Exercise brief:
Would you filter these records and copy every line that has the word "rough"?

**** Supplied material ****

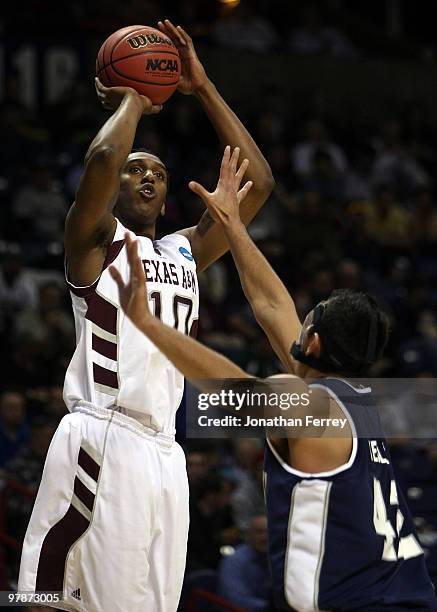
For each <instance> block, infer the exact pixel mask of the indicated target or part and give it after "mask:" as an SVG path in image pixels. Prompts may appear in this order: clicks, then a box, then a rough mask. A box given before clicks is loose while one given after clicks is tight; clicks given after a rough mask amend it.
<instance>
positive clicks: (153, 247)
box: [153, 240, 162, 257]
mask: <svg viewBox="0 0 437 612" xmlns="http://www.w3.org/2000/svg"><path fill="white" fill-rule="evenodd" d="M157 242H158V241H157V240H153V250H154V251H155V253H156V254H157V255H160V256H161V257H162V253H161V251H160V250H159V249H158V247H157V246H156V244H157Z"/></svg>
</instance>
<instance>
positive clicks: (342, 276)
mask: <svg viewBox="0 0 437 612" xmlns="http://www.w3.org/2000/svg"><path fill="white" fill-rule="evenodd" d="M335 287H336V288H339V289H352V290H353V291H364V290H365V287H364V278H363V270H362V268H361V266H360V265H359V264H358V263H357V262H356V261H354V260H353V259H347V258H345V259H342V260H341V261H340V262H339V264H338V266H337V270H336V281H335Z"/></svg>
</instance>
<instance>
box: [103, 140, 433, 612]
mask: <svg viewBox="0 0 437 612" xmlns="http://www.w3.org/2000/svg"><path fill="white" fill-rule="evenodd" d="M237 161H238V150H237V149H235V150H234V152H233V153H232V155H231V154H230V150H229V148H226V150H225V153H224V157H223V162H222V167H221V172H220V179H219V182H218V184H217V188H216V190H215V191H214V192H213V193H209V192H208V191H206V189H205V188H204V187H202V186H201V185H199V184H192V185H191V188H192V189H193V190H194V191H196V192H197V193H198V194H199V195H200V196H201V197H202V199H203V200H204V202H205V204H206V205H207V207H208V209H209V211H210V213H211V216H212V218H213V219H214V220H215V221H216V222H217V223H220V224H221V226H222V227H223V229H224V231H225V233H226V236H227V238H228V240H229V244H230V248H231V251H232V254H233V257H234V260H235V262H236V265H237V268H238V272H239V275H240V279H241V282H242V285H243V288H244V291H245V293H246V296H247V297H248V299H249V301H250V303H251V305H252V308H253V310H254V312H255V314H256V316H257V319H258V321H259V322H260V323H261V324H262V326H263V327H264V329H265V330H266V332H267V334H268V336H269V339H270V342H271V343H272V346H273V347H274V349H275V350H276V352H277V354H278V355H279V356H280V357H281V358H282V359H283V360H284V362H285V363H286V364H287V367H288V368H289V371H290V372H291V373H292V375H293V376H290V380H291V379H292V380H293V382H294V384H295V385H296V387H295V388H299V389H300V392H309V391H311V395H310V398H311V399H310V404H309V406H308V407H306V408H304V409H303V412H302V411H301V416H304V415H305V414H308V415H313V416H314V415H316V416H317V415H324V416H329V417H333V418H338V417H343V418H344V419H345V420H346V421H347V428H346V434H345V435H344V436H342V437H332V434H331V436H329V433H328V435H324V434H323V433H322V434H321V435H319V437H314V436H312V437H306V436H305V435H301V436H300V437H288V438H287V429H286V428H284V430H283V437H280V438H277V437H275V438H269V439H267V443H266V452H265V468H264V469H265V493H266V504H267V516H268V528H269V557H270V565H271V569H272V577H273V586H274V590H275V599H276V604H277V609H278V610H299V611H302V612H316V611H318V610H355V611H360V612H372V611H373V612H382V611H383V610H387V611H388V610H390V611H395V610H396V611H401V610H405V611H407V610H413V609H414V610H415V611H417V612H418V611H419V610H422V611H424V610H428V611H431V610H433V611H436V610H437V600H436V598H435V594H434V589H433V586H432V583H431V580H430V578H429V575H428V572H427V569H426V566H425V560H424V554H423V551H422V549H421V547H420V545H419V542H418V540H417V535H416V533H415V528H414V524H413V521H412V518H411V515H410V512H409V509H408V507H407V505H406V503H405V500H404V499H403V496H402V494H401V492H400V491H399V489H398V487H397V484H396V479H395V475H394V472H393V468H392V465H391V462H390V455H389V452H388V449H387V445H386V441H385V440H384V438H383V434H382V432H380V431H378V428H379V418H378V414H377V411H376V405H375V402H374V400H373V399H372V392H371V389H370V388H364V387H362V386H358V387H357V386H355V385H353V384H351V383H350V382H348V380H346V378H347V377H350V376H354V377H356V376H360V375H362V374H363V373H364V372H365V371H366V369H367V368H368V367H369V366H370V365H371V364H372V363H374V362H375V361H376V359H378V357H379V355H380V354H381V353H382V350H383V348H384V345H385V343H386V340H387V323H386V320H385V317H384V315H383V313H382V312H381V311H380V310H379V309H378V307H377V305H376V303H375V302H373V300H371V298H370V297H369V296H367V295H366V294H363V293H357V292H352V291H336V292H334V293H333V294H332V295H331V297H330V298H329V299H328V300H326V301H325V302H322V303H320V304H318V305H317V306H316V307H315V308H314V309H313V310H312V311H311V312H310V313H309V314H308V316H307V317H306V319H305V321H304V324H303V326H302V325H301V323H300V321H299V319H298V317H297V314H296V309H295V306H294V303H293V300H292V298H291V297H290V295H289V293H288V292H287V290H286V288H285V287H284V285H283V284H282V282H281V281H280V279H279V278H278V277H277V276H276V274H275V273H274V271H273V269H272V268H271V267H270V265H269V263H268V262H267V260H266V259H265V258H264V256H263V255H262V254H261V252H260V251H259V250H258V249H257V248H256V246H255V245H254V243H253V242H252V240H251V239H250V237H249V235H248V233H247V231H246V229H245V227H244V225H243V223H242V222H241V219H240V216H239V213H238V203H239V201H240V200H241V197H242V195H243V194H244V193H246V192H247V190H248V189H250V183H249V184H246V185H244V187H243V188H242V190H240V181H241V173H240V172H237V170H236V168H237ZM127 245H128V246H127V249H128V258H129V262H130V266H131V274H130V279H129V281H128V282H127V283H126V282H125V281H124V279H123V278H122V276H121V275H120V273H119V272H118V271H117V269H116V268H111V274H112V276H113V278H114V279H115V280H116V282H117V284H118V287H119V292H120V302H121V304H122V307H123V308H124V310H125V312H126V314H127V316H128V317H129V318H130V319H131V320H132V322H133V323H134V324H135V325H136V326H137V327H138V328H139V329H140V330H141V331H142V332H143V333H144V334H145V336H147V339H146V338H145V339H144V341H145V342H148V341H152V342H153V343H154V344H155V346H156V347H157V348H159V349H160V350H161V351H162V352H163V353H164V354H165V355H166V356H167V357H168V359H170V360H171V361H172V362H173V363H174V365H175V366H176V367H177V368H178V369H179V370H180V371H181V372H182V373H183V374H184V375H185V376H186V377H187V378H188V379H190V380H192V381H193V383H194V384H196V385H202V384H203V383H201V382H199V381H201V380H202V379H213V378H220V379H232V378H238V379H244V378H251V377H250V376H249V375H248V374H247V373H246V372H244V371H243V370H242V369H241V368H239V367H238V366H237V365H235V364H233V363H232V362H231V361H229V360H228V359H226V358H225V357H223V356H221V355H219V354H218V353H215V352H214V351H212V350H210V349H209V348H207V347H205V346H203V345H201V344H200V343H198V342H197V341H196V340H194V339H192V338H188V337H186V336H183V335H182V334H180V333H179V332H178V331H176V330H174V329H171V328H169V327H167V326H164V325H163V324H162V323H161V322H160V321H159V320H158V319H157V318H156V317H154V316H153V313H152V312H151V311H150V309H148V303H147V298H146V291H145V290H144V283H145V281H146V278H145V274H144V266H143V263H142V262H141V259H140V257H139V255H138V245H137V243H136V241H135V240H133V239H132V238H130V237H128V238H127ZM290 347H291V350H290ZM301 410H302V408H301ZM292 416H293V415H292ZM366 422H367V424H369V423H371V424H372V430H373V432H376V433H377V435H376V436H375V439H369V434H368V433H367V434H366V432H368V431H369V429H368V427H367V429H364V427H363V425H362V424H363V423H366Z"/></svg>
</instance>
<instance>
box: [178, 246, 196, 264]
mask: <svg viewBox="0 0 437 612" xmlns="http://www.w3.org/2000/svg"><path fill="white" fill-rule="evenodd" d="M179 253H180V254H181V255H183V256H184V257H185V259H188V260H189V261H193V259H194V257H193V256H192V255H191V253H190V251H188V249H186V248H185V247H179Z"/></svg>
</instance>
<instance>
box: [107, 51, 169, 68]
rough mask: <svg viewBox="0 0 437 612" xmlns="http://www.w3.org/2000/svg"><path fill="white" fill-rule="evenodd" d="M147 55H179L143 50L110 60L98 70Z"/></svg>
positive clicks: (156, 51) (159, 51)
mask: <svg viewBox="0 0 437 612" xmlns="http://www.w3.org/2000/svg"><path fill="white" fill-rule="evenodd" d="M148 53H161V54H163V55H175V56H176V57H179V53H175V52H174V51H157V50H156V49H150V50H146V49H143V51H138V53H131V54H130V55H123V57H119V58H117V59H116V60H111V61H110V62H108V63H107V64H105V65H104V66H103V67H102V68H100V70H104V69H105V68H106V67H107V66H112V65H113V64H116V63H117V62H121V61H122V60H124V59H129V58H130V57H136V56H137V55H147V54H148Z"/></svg>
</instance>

****

Exercise solution:
For each <instance> block, infer the exact pixel mask of the indicated target or part and give it after "mask:" as an SVG path in image pixels. Prompts may appear in this order: clicks, then a box, then a rough mask. A box given before clicks is loose while one given after clicks is tight; clicks given after a rough mask amend it.
rough mask: <svg viewBox="0 0 437 612" xmlns="http://www.w3.org/2000/svg"><path fill="white" fill-rule="evenodd" d="M147 55H179L143 50L110 60L98 70Z"/></svg>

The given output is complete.